* _PROBLEM DESCRIPTION_:
Report every line of the records that contains the string "outline", with case counting.

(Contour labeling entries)
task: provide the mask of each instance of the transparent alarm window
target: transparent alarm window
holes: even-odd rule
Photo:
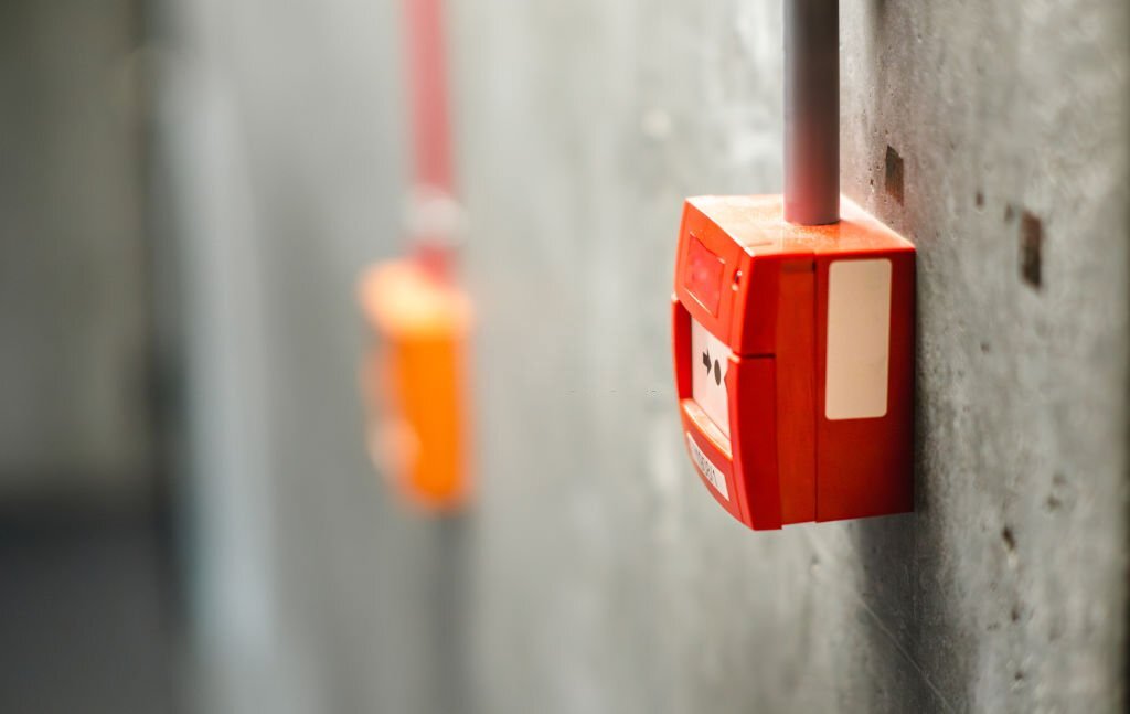
[[[690,319],[690,397],[727,438],[730,438],[730,395],[725,374],[732,354],[722,340]]]

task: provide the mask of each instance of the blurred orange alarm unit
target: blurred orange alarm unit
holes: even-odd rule
[[[358,290],[377,341],[362,375],[373,459],[410,502],[458,508],[470,480],[464,373],[470,303],[419,259],[373,265]]]

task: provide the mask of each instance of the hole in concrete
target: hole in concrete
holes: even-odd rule
[[[894,150],[889,146],[887,147],[887,193],[898,201],[899,204],[903,202],[903,157],[898,156],[898,151]]]
[[[1005,526],[1005,530],[1000,532],[1001,540],[1005,541],[1005,547],[1008,548],[1009,552],[1016,550],[1016,536],[1012,534],[1012,529]]]
[[[1020,275],[1025,282],[1038,288],[1043,280],[1044,227],[1028,211],[1020,216]]]

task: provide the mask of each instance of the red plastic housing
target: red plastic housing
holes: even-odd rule
[[[696,471],[753,529],[913,508],[914,246],[842,208],[827,226],[785,223],[780,195],[684,208],[679,412]],[[695,330],[730,354],[692,354]],[[724,390],[714,418],[694,395],[711,378]]]

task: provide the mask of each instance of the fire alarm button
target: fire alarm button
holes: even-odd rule
[[[784,221],[779,195],[684,209],[679,411],[706,487],[754,529],[912,507],[914,247],[842,206],[824,226]]]

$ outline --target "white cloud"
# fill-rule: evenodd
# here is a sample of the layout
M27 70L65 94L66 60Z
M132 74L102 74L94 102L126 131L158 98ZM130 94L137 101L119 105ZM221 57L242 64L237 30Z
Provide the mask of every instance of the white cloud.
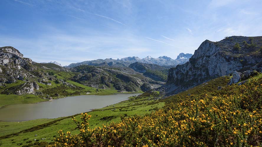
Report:
M103 15L101 15L98 14L94 14L94 15L96 15L97 16L99 16L100 17L103 17L104 18L105 18L106 19L110 19L111 20L113 21L116 22L117 22L117 23L118 23L119 24L122 24L122 25L124 25L124 26L126 26L126 25L125 24L124 24L123 23L120 22L120 21L117 21L117 20L116 20L115 19L114 19L111 18L110 17L107 17L107 16L103 16Z
M169 38L168 37L166 37L166 36L164 36L164 35L161 35L161 36L164 38L165 38L166 39L169 39L170 40L172 40L172 41L173 41L175 42L176 41L175 40L174 40L173 39L171 39L171 38Z
M152 39L152 38L149 38L149 37L146 37L146 38L147 38L148 39L150 39L152 40L153 40L153 41L156 41L159 42L161 42L161 43L163 43L163 44L168 44L168 45L170 45L170 46L173 46L173 45L172 45L172 44L168 44L168 43L166 43L166 42L164 42L164 41L160 41L160 40L157 40L154 39Z
M30 5L30 6L34 6L34 5L32 5L32 4L29 4L28 3L25 3L24 2L23 2L21 1L18 1L17 0L14 0L15 1L17 1L18 2L19 2L24 4L26 4L27 5Z
M75 17L75 16L71 16L71 15L67 15L68 16L70 16L70 17L73 17L73 18L75 18L75 19L80 19L80 20L86 20L85 19L81 19L81 18L78 18L78 17Z

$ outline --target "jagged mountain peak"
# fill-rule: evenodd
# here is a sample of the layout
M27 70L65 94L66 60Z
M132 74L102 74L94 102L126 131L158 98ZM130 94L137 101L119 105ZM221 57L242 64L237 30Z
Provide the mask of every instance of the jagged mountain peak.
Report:
M167 56L162 56L162 57L160 56L160 57L158 57L158 58L160 59L165 59L166 60L173 60L171 58L170 58L170 57L168 57Z
M149 59L150 60L152 59L152 57L151 57L150 56L148 56L144 58L144 59Z
M135 56L133 56L132 57L128 57L125 58L123 58L121 59L120 60L122 60L123 61L129 61L130 60L139 61L141 59L138 58L138 57L135 57Z
M179 54L179 55L177 56L177 58L176 59L178 60L179 59L189 59L191 58L193 55L191 54L185 54L184 53L181 53Z

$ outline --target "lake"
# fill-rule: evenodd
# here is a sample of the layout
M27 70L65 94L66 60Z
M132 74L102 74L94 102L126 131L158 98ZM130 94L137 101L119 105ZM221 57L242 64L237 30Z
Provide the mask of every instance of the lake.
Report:
M141 93L108 96L86 95L56 99L38 103L8 105L0 108L0 121L22 121L73 115L101 108Z

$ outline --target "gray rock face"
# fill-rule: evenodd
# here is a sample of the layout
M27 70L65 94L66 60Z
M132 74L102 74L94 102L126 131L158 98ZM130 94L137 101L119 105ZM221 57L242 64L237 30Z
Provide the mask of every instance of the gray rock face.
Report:
M150 83L151 87L153 88L163 84L163 82L157 82L144 76L130 68L112 69L83 65L72 69L80 73L74 77L73 80L98 88L105 89L113 86L120 91L132 91L141 88L145 83Z
M232 73L232 77L231 78L230 82L228 84L230 85L231 85L232 84L234 83L236 83L240 81L241 79L241 77L242 76L242 74L241 73L234 71Z
M1 94L14 94L21 95L34 93L35 90L39 90L39 86L36 82L27 81L24 83L12 87L2 91Z
M256 76L258 74L258 73L256 70L251 71L248 70L242 73L234 71L232 73L232 77L228 84L231 85L240 81L245 80L238 84L238 85L242 85L247 81L247 79L251 76Z
M163 89L168 93L176 93L234 71L243 69L260 71L261 69L256 68L261 67L254 65L262 61L261 55L256 53L262 46L262 37L254 37L253 42L256 46L248 49L243 42L251 43L249 38L233 36L216 42L206 40L188 62L169 69L167 84ZM233 49L236 43L240 44L240 51Z
M72 68L81 65L87 65L95 66L113 66L116 67L128 67L131 64L138 62L146 64L153 64L161 66L175 66L178 64L181 64L188 61L192 54L185 54L182 53L178 56L177 58L173 60L167 56L159 57L157 58L152 58L148 56L143 59L137 57L129 57L117 60L112 58L107 59L104 60L98 59L95 60L86 61L76 63L72 63L66 67Z
M10 83L24 77L33 77L28 71L35 68L32 65L32 60L24 58L22 54L11 46L0 47L0 82Z

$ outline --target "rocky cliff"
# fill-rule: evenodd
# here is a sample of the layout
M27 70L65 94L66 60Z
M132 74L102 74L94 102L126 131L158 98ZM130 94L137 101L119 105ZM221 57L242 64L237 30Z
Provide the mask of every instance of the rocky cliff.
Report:
M129 67L143 74L147 77L156 81L166 82L167 79L167 72L169 68L156 64L135 62Z
M27 71L33 71L32 60L11 46L0 48L0 83L10 83L34 76Z
M261 71L261 36L232 36L217 42L206 40L188 62L169 69L167 84L162 89L171 94L234 71Z
M127 67L131 64L136 62L157 64L160 66L175 66L177 65L183 64L187 62L192 56L192 54L185 54L182 53L180 54L178 56L177 58L175 60L165 56L159 57L157 58L154 58L148 56L143 59L140 59L137 57L133 56L124 58L120 59L117 59L117 60L112 58L108 58L104 60L98 59L76 63L72 63L66 67L72 68L81 65L99 66Z
M82 65L71 69L79 73L71 79L90 87L101 89L113 88L120 91L147 91L163 85L130 68L111 68Z

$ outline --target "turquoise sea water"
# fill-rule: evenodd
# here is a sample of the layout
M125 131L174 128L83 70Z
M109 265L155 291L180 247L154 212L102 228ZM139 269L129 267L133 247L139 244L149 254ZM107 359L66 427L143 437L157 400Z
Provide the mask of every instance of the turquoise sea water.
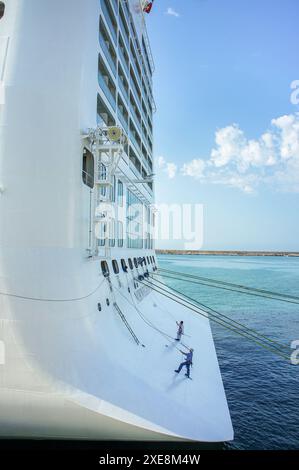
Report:
M299 296L299 258L158 256L159 267ZM290 344L299 305L165 279L190 297ZM299 365L211 323L235 431L232 449L299 449ZM204 358L194 357L200 361Z

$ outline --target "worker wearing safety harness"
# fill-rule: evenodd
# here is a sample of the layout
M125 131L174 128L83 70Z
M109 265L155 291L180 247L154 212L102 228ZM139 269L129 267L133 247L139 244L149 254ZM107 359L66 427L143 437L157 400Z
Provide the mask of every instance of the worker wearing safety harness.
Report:
M184 322L183 320L180 321L180 322L176 322L176 324L178 325L178 331L177 331L177 336L176 336L176 341L180 341L181 340L181 337L182 335L184 334Z
M185 374L185 376L190 378L190 366L192 365L193 351L194 350L192 348L189 349L188 353L185 353L184 351L180 351L182 354L186 356L186 360L180 364L178 369L175 370L177 374L181 372L183 366L186 366L187 373Z

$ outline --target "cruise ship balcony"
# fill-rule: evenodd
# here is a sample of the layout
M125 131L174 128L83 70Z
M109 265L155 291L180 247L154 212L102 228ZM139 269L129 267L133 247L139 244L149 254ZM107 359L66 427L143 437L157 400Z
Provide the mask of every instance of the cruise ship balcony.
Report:
M119 34L119 56L120 56L120 59L121 59L121 63L122 63L122 66L127 74L127 77L129 78L130 77L130 71L129 71L129 67L130 67L130 61L129 61L129 56L127 54L127 51L126 51L126 48L125 48L125 44L124 44L124 41L122 39L122 36L121 34Z
M100 18L99 40L100 40L101 49L104 52L104 55L111 68L111 71L113 75L116 77L116 64L117 64L116 52L115 52L114 47L112 46L111 40L109 38L109 35L107 33L107 30L105 28L102 18Z
M118 95L117 100L117 116L120 120L122 127L124 128L125 132L128 133L129 131L129 113L128 110L122 101L120 95Z
M101 56L99 56L99 85L110 105L116 110L116 86Z
M137 105L134 102L132 93L130 93L130 111L135 121L135 124L138 127L138 130L141 132L141 114L139 113Z
M126 46L128 50L130 50L130 33L128 26L126 25L126 20L124 18L124 14L122 13L122 9L119 10L119 28L122 32Z
M122 92L123 98L129 104L129 84L122 72L120 65L118 65L118 85Z
M139 106L141 106L141 91L138 90L138 85L136 83L136 79L134 77L134 74L132 73L132 68L131 68L131 73L130 73L130 85L131 85L131 90L133 92L136 103Z
M131 139L133 145L135 146L137 153L141 152L141 139L138 135L138 132L136 130L136 127L132 119L130 119L129 138Z
M111 7L111 3L108 0L101 0L101 7L103 16L108 24L109 31L113 37L115 44L117 43L117 22L116 17Z

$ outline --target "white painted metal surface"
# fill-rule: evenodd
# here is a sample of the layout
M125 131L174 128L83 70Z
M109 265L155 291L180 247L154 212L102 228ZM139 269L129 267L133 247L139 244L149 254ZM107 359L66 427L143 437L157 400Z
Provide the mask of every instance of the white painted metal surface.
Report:
M98 0L5 3L0 435L232 439L209 322L140 285L137 300L135 268L111 274L111 292L100 260L87 257L81 133L97 126ZM118 261L153 254L111 249ZM164 335L174 338L181 319L195 349L192 381L174 373L181 354Z

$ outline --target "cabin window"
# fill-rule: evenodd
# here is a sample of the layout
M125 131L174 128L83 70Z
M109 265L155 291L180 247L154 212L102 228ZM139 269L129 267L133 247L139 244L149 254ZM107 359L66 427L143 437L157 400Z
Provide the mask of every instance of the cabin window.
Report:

* _SOLUTION TO THE PROBLEM_:
$ outline --target "white cloud"
$ outline --target "jagged mountain peak"
$ outline --target "lake"
$ outline --target "gray rock face"
$ outline --target "rocky cliff"
$ outline --target "turquoise sea water"
$ outline --target "worker wearing safety harness"
$ outline --target "cruise ship balcony"
$ outline --target "white painted metal surface"
$ outline --target "cabin window"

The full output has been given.